Carry on the blog post about the end of the fracking boom, starting right after the last sentence shown.

Source extract:
======
The fracking boom is over

Friday, November 28, 2014

Good afternoon:

I write today to advise everyone that the oil shale extraction business (i.e., fracking) is in deep trouble. The Saudis and OPEC have voted to maintain current production levels despite a glut. The price of Brent crude, which is the highest grade of oil, has dropped below $80 per barrel to $78.33 per barrel. OPEC’s decision to maintain production levels despite the glut assures that the price will continue dropping.

I mentioned the $80 per barrel price because fracking is expensive and the companies that frack cannot make a profit unless they can sell their oil for more than $80 per barrel. That is no longer possible.

Saudi Arabia and OPEC have started a price war to drive the frackers out of business by shutting down the oil shale market.

This means that the price of gas at the pump will continue to drop and it provides an opportunity for solar and wind to take hold.

Meanwhile, the outrage against Robert McCulloch’s blatant abuse of the grand jury continues to grow as prosecutors and defense counsel have joined to condemn the process. Even Nancy Grace jumped on the bandwagon.

I am pleased to see the pushback. For awhile seemed like I was the only one.

Hope y’all had a good Thanksgiving.

21 Responses to The fracking boom is over

  1. Deborah says:

    does all this mean the prices will go back up again if the US is unable to frack competitively?

    • MDX says:

      Probably.

      Resource extraction is a problem wherein the law of supply and demand applies well.

      The barrel price of oil is dictated by the market, each barrel sold has an extraction cost.

      Saudi oil fields are loaded with cheap to extract oil. However, the total supply of cheap to extract oil can no longer meet total world demand.

      Assume for arguments sake that their extraction cost is $30.

      Sure, they could flood the market and reap a short term profit when the price is $80. But doing that drives the price down and they end up selling their declining stocks of cheap the extract oil at a prices heading below $50.

      Or they could control what they sell so that a lot of their stock gets sold at a high price over a long term.

      So what we have is a whip saw effect. The price of oil goes up to support selling hard to extract oil and the cheap to extract producers take a short term profit and the price back down till they decide to cut output.
======
Information supplied:

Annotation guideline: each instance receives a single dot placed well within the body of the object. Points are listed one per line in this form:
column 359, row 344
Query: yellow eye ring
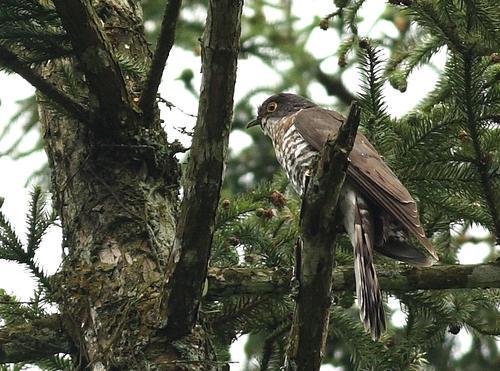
======
Output below:
      It is a tough business with a lot of Vegas bluffing going on.

      I remember when the paid liars in the press were loudly proclaiming that oil was running out and it would never be under $100 per barrel again. Soon thereafter, there was a small article in financial news that the Mexican Government had locked in a long term futures contract at $130 per barrel, After this news, the bubble burst.

      • Deborah says:

        Thanks for responding MDX. I remember hearing oil was running out and prices remained high for so long I never expected them to fall. Now let me see if I understand right: The lowering in prices is attributable to fracking so capitalism is running rampant with everyone trying to undercut the prices of the fracking companies to continue access to the valuable US market. Meanwhile the fracking companies are realizing that they are the ones who will suffer in the long run, if prices continue to fall. Such a tangled web…

        • MDX says:

          Not quite.

          Oil becomes plentiful, if the barrel price can stay above $80, long term. However, there is still a large amount of cheaper to extract oil that can be sold below $80. So there is a temptation on the part of those who hold a lot of cheap to extract oil to temporarily flood the market to take advantage of the high price to maximize profit. So the frakkers shut down and, because cheap to extract oil can not meet total world demand, the price goes back up.

          We are in an unstable transition from the end of cheap to extract oil to costly to extract oil or alternatives.

          So when someone yells we are running out of oil, they mean “cheap oil”.

          Sadly, these cheap gasoline phases also hurt the development of electric drive systems for automobiles.

          When cheap to extract oil runs out, it appears that there is a large supply of oil at about $100 per barrel, long term. So the predictions of $10 per gallon gasoline are not correct.

          Personally, I hope we transition to cleaner sources of power.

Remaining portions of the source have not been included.